* _Exercise description_:
Show all lines from the listing below that contain "point".

+++

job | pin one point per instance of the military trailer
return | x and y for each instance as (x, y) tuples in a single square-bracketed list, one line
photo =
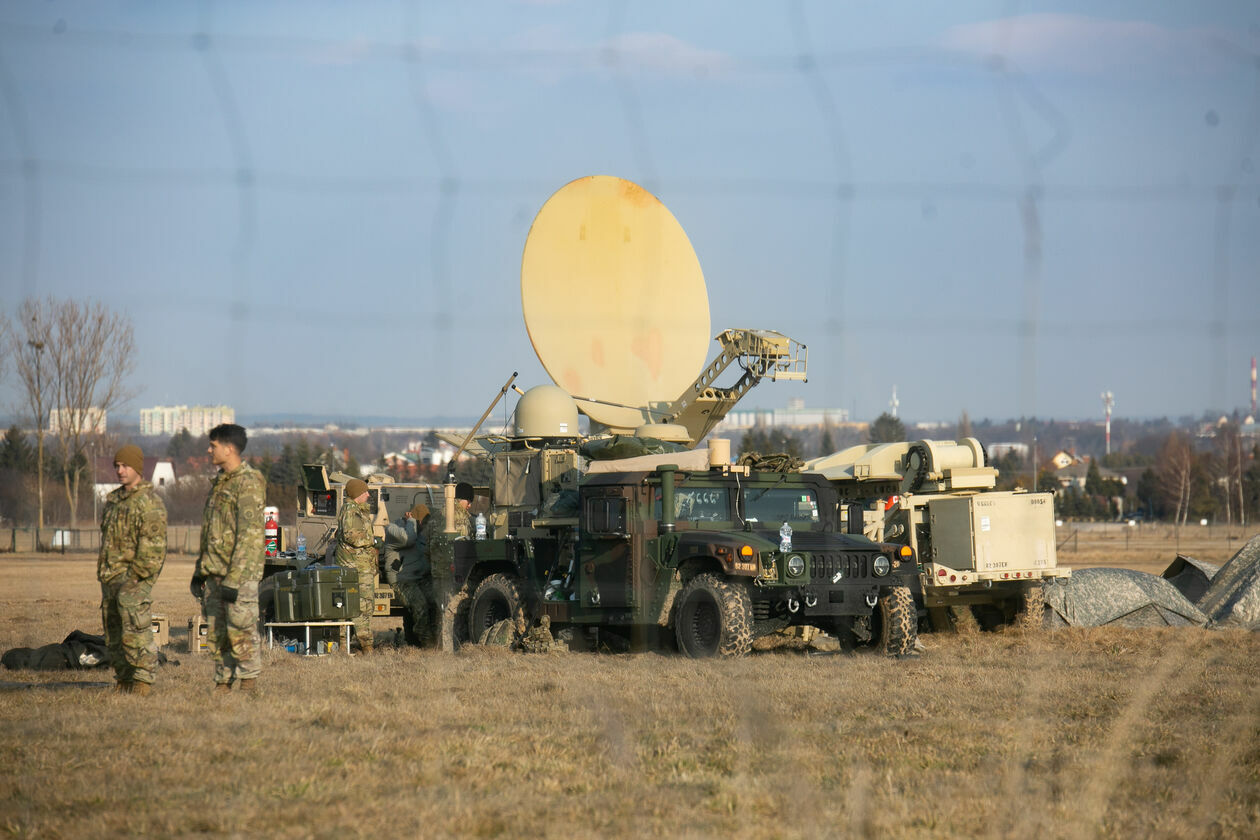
[(713, 554), (983, 554)]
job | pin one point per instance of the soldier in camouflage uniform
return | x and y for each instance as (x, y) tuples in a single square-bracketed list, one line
[(229, 564), (132, 552), (357, 549), (441, 549), (415, 584)]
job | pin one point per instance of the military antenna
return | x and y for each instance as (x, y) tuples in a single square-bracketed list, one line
[(450, 465)]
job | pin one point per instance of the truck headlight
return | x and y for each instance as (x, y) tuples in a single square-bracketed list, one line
[(795, 566)]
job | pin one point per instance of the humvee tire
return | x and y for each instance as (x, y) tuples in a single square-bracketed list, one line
[(455, 622), (715, 617), (498, 597), (899, 622), (1032, 607)]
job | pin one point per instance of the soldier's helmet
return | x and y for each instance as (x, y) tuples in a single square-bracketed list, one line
[(546, 411)]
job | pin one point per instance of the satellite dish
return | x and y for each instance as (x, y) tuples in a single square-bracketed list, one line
[(614, 300)]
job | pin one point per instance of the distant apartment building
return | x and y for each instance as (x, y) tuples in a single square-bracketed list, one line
[(90, 422), (795, 416), (198, 420)]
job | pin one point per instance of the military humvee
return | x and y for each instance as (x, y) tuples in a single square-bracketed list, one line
[(716, 554), (983, 554)]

+++

* _Result of this exercise_:
job | pin one point per instance of the military trailer
job | pin one point per instance of the soldier in camouflage uniform
job | pin one point per instance of the military antenna
job | pin one point per instance of the truck headlight
job | pin one point per instance of the humvee tire
job | pin one point per instance of the soldier's helmet
job | pin one point per instance of the satellite dish
job | pin one point per instance of the distant apartment building
job | pin one point per instance of the military humvee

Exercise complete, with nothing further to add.